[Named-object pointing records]
= = = = = = =

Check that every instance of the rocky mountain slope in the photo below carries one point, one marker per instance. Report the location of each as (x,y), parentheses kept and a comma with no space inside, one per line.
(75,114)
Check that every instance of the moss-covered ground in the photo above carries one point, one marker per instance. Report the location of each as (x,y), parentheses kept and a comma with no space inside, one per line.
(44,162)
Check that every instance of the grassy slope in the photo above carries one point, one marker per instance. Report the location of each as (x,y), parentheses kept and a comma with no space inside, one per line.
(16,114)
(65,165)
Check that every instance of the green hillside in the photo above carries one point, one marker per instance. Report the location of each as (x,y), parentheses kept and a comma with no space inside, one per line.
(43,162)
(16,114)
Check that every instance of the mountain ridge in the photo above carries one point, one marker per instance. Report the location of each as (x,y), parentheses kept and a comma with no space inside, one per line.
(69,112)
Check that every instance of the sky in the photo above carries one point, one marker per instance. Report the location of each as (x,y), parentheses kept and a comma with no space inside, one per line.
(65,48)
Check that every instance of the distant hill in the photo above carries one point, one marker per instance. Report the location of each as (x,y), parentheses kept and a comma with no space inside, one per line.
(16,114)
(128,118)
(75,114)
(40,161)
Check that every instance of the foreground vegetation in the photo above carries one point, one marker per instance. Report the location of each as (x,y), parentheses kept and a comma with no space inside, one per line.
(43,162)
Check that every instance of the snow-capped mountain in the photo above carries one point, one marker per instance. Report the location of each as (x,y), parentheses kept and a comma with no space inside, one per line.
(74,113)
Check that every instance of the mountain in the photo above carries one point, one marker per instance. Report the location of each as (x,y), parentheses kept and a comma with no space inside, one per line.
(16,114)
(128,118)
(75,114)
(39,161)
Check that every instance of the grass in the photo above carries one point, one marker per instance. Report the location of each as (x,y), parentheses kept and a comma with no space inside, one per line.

= = = = = = =

** INSTRUCTION **
Revise the listing above by replacing every "marker" with "pin" and leave everything else unchanged.

** EXPECTED ANSWER **
Check that every instance of the rocky mountain slope in the photo below carries one point, one pin per instance. Report the location of each as (x,y), parentheses kept and a comma with no space inside, one per line.
(75,114)
Check that every instance of the moss-covered ground in the photo above carries one point, one pin per instance. Report the location of each as (x,y), parentheses kept and a comma with no space inside, one per line.
(44,162)
Check that every instance of the grassy slope in the photo above carries one point, one pin per instance. Report the location of each as (x,y), parentheses kept and a comma with no space inside, one per line.
(16,114)
(65,165)
Check that every instance of the green hillside in the photo above carries one point, one pin per instance. Report the location of each as (x,y), parentheses kept and a comma with no space inside, one per line.
(43,162)
(16,114)
Check that every instance of the mountain ridge in the photo above carries one point, one pin per instance. Report the location of each as (x,y), parentheses kept and a comma with no space inside, one per line.
(69,112)
Check that every instance of the sky in the photo above carries one point, one pin per instance. Report the location of each as (x,y), parentheses kept and a comma with no space inside, one per line.
(65,48)
Check that every instance of the distant hill in the photo above carries one point, one pin per instance. Report the location of each as (x,y), parentheses kept and a comma with no space inside, one per line.
(16,114)
(128,118)
(75,114)
(40,161)
Check that every instance of the foreground vegetation in the photo above carries one point, one pin per instance. Report the location of each as (x,y), parentheses kept and a comma with no space inside, one per line.
(43,162)
Check that every instance of the snow-capped mountain in the photo above carries one point, one pin per instance. Report the location of each as (x,y), parentheses kept and a comma with no space inside, one per line.
(74,113)
Check that every instance of the mountain in the photo above carries one point, one pin per instance. Report the location of each as (x,y), parentheses kept and a comma with no space inside, one per line.
(16,114)
(128,118)
(75,114)
(39,161)
Check that every instance of the grass in the photo above carries one point, one pin per instance. Report the location of each as (x,y), parentheses kept and a comma with no space inside, one per line.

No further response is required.